Could you render the entries as a numbered list, leaving out blank lines, beginning at the line that has "mark: the innermost point of each instance of the makeshift" and stopping after the final line of the entries?
------------------------------------------------------------
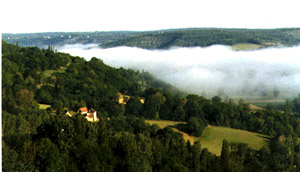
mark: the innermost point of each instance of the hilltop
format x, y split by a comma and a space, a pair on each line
163, 39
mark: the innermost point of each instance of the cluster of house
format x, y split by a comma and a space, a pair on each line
90, 114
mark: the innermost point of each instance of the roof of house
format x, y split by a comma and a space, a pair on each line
83, 109
92, 110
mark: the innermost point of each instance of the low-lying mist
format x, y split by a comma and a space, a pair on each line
212, 70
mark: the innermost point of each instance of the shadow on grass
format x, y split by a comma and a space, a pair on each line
180, 127
267, 139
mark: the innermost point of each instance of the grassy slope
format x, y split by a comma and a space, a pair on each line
213, 136
44, 106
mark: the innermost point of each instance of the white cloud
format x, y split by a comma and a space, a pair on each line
92, 15
209, 69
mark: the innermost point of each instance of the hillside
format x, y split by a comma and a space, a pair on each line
206, 37
213, 136
38, 85
163, 39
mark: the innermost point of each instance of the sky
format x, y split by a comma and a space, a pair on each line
19, 16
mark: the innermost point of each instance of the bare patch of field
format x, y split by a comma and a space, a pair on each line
44, 106
213, 136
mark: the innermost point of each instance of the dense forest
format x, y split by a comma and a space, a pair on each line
35, 139
162, 39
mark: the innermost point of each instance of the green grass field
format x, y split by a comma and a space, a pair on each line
213, 136
48, 73
44, 106
163, 123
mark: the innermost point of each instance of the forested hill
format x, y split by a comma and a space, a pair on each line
163, 39
38, 139
207, 37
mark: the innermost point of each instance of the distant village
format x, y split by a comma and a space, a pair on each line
91, 114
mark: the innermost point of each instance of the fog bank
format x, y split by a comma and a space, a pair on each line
209, 69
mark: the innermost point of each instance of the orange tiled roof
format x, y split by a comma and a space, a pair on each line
84, 109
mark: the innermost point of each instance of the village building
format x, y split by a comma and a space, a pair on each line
90, 115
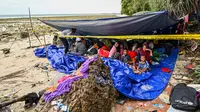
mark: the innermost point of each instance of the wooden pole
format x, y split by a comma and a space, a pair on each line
32, 26
45, 41
29, 37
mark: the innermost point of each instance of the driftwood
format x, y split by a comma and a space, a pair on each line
29, 99
20, 99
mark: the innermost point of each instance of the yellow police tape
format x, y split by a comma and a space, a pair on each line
146, 37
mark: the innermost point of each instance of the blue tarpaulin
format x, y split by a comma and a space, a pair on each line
58, 60
141, 87
147, 86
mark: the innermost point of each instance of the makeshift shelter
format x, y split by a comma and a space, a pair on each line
138, 24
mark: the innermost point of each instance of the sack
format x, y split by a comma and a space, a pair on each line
183, 97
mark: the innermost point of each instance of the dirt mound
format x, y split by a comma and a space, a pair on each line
92, 94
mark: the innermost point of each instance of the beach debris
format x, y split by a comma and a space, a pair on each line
171, 109
30, 99
85, 94
24, 34
5, 109
6, 50
164, 98
59, 106
14, 74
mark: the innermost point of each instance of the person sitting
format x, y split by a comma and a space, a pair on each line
133, 55
146, 52
125, 57
143, 66
121, 49
113, 52
104, 52
80, 47
181, 27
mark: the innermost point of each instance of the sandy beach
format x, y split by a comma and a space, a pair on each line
18, 72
------------------------------------------------------------
THE COMPLETED TASK:
1. mark: the innermost point of each instance of the makeshift shelter
2. format x, y split by a comma and a space, a pair on each line
3. 138, 24
4. mark: the innermost point of each instance of the sack
5. format x, y split by a comma and a space, a pair on each line
6. 183, 97
7. mark: the innermost point of each instance of the dirt mound
8. format x, y split by a comma and a space, a pair on each line
9. 92, 94
10. mark: the innermost point of each instance of the beach debris
11. format x, y split by a comma and a space, a pair on each line
12. 171, 109
13. 30, 99
14. 85, 94
15. 24, 34
16. 5, 109
17. 6, 50
18. 164, 98
19. 59, 106
20. 14, 74
21. mark: the innermost point of each instance of the person sitting
22. format x, y split by a comma and a space, a pair on each line
23. 133, 55
24. 146, 52
25. 125, 57
26. 143, 66
27. 121, 49
28. 113, 52
29. 104, 52
30. 80, 47
31. 181, 27
32. mark: the innermost point of each instance of the sandy beach
33. format x, y split by a comma and a space, a pair on each line
34. 18, 72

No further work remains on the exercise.